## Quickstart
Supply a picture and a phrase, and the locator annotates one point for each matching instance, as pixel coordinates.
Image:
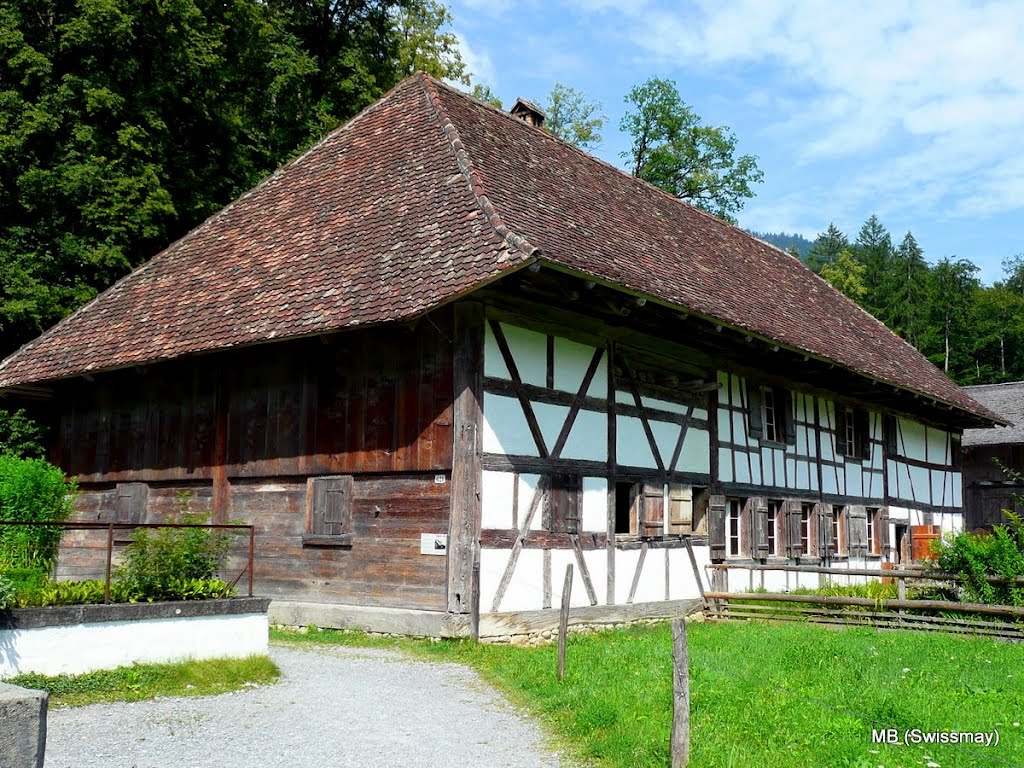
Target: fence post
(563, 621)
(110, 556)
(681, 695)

--

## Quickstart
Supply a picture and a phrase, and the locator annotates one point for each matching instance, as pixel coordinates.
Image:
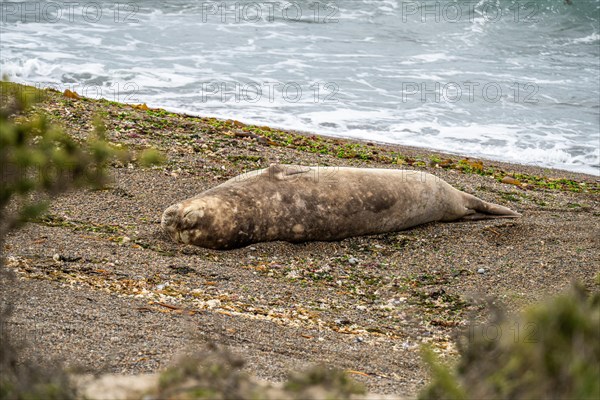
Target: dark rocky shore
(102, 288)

==

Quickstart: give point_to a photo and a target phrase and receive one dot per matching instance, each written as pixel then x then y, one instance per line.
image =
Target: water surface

What is needed: Only the lines above from the one with "Quickstart: give point_to" through the one with "Target: water surface" should be duplicated, character for character.

Answer box:
Quickstart: give point_to a photo and a target phrase and receive one dot per matching instance, each written as pixel then x then y, one instance per line.
image =
Target: water surface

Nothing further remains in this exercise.